(Beginning of Exercise passage)

The explosive availability of remote sensing images has challenged supervised classification algorithms such as Support Vector Machines (SVM), as training samples tend to be highly limited due to the expensive and laborious task of ground truthing. The temporal correlation and spectral similarity between multitemporal images have opened up an opportunity to alleviate this problem. In this study, a SVM-based Sequential Classifier Training (SCT-SVM) approach is proposed for multitemporal remote sensing image classification. The approach leverages the classifiers of previous images to reduce the required number of training samples for the classifier training of an incoming image. For each incoming image, a rough classifier is firstly predicted based on the temporal trend of a set of previous classifiers. The predicted classifier is then fine-tuned into a more accurate position with current training samples. This approach can be applied progressively to sequential image data, with only a small number of training samples being required from each image. Experiments were conducted with Sentinel-2A multitemporal data over an agricultural area in Australia. Results showed that the proposed SCT-SVM achieved better classification accuracies compared with two state-of-the-art model transfer algorithms. When training data are insufficient, the overall classification accuracy of the incoming image was improved from 76.18% to 94.02% with the proposed SCT-SVM, compared with those obtained without the assistance from previous images. These results demonstrate that the leverage of a priori information from previous images can provide advantageous assistance for later images in multitemporal image classification.

(End of Exercise passage)
(Beginning of Extracted material)

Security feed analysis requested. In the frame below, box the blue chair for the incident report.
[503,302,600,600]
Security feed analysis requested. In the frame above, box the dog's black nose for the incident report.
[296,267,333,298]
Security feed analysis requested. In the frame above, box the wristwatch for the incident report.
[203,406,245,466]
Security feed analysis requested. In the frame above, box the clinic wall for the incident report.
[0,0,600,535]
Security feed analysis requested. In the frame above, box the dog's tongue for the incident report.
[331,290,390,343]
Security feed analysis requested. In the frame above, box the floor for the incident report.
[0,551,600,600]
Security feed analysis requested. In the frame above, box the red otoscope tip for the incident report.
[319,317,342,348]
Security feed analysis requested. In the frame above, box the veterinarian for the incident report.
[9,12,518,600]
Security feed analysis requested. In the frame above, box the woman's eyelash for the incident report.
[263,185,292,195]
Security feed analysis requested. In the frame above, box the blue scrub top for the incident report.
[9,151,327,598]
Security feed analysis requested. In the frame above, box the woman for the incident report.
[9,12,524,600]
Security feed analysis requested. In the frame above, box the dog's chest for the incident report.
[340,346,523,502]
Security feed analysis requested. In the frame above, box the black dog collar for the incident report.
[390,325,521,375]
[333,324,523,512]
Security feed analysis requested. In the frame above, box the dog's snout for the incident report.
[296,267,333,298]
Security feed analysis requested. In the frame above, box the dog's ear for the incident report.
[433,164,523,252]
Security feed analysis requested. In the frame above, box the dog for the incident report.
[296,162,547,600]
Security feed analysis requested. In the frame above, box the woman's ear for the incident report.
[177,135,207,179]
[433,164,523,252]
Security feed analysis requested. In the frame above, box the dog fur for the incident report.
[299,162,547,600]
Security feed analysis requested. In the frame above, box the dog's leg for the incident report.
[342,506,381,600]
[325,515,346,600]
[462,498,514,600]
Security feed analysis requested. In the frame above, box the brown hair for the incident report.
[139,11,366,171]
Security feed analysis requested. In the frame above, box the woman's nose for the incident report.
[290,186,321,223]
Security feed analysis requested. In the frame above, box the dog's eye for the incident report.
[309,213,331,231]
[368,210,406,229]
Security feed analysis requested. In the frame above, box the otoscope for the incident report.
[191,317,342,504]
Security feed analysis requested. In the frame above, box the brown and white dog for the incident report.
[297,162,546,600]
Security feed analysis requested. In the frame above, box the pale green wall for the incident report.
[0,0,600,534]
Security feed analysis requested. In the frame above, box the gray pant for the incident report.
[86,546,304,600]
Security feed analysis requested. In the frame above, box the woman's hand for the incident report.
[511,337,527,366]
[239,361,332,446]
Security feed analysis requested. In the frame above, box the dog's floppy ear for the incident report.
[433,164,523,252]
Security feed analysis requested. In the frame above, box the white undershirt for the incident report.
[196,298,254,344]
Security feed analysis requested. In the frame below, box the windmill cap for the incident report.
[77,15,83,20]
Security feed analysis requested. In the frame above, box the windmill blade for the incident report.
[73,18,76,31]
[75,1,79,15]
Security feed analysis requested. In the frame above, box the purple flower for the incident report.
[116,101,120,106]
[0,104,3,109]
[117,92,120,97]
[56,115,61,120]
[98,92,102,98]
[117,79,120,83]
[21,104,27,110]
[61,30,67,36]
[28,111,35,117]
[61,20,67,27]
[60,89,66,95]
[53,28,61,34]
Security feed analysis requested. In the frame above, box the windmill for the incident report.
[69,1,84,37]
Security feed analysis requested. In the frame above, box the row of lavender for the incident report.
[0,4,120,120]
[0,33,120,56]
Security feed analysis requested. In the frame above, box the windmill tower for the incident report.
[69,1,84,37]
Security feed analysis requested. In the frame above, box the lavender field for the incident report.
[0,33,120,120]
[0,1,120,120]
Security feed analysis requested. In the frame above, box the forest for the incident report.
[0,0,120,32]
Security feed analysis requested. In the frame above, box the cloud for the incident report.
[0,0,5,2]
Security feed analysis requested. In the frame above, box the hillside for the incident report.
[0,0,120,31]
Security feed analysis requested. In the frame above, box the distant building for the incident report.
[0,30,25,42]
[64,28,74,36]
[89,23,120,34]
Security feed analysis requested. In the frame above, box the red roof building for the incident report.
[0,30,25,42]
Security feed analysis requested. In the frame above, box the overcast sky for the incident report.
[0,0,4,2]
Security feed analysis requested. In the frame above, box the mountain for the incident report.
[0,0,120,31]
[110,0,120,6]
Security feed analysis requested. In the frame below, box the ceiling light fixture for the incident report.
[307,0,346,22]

(End of Extracted material)

> _What you have to do_: From the passage on multitemporal image classification, list every proper name that appears in full, leaving out abbreviations.

> _Result of the task_:
Support Vector Machines
Sequential Classifier Training
Sentinel-2A
Australia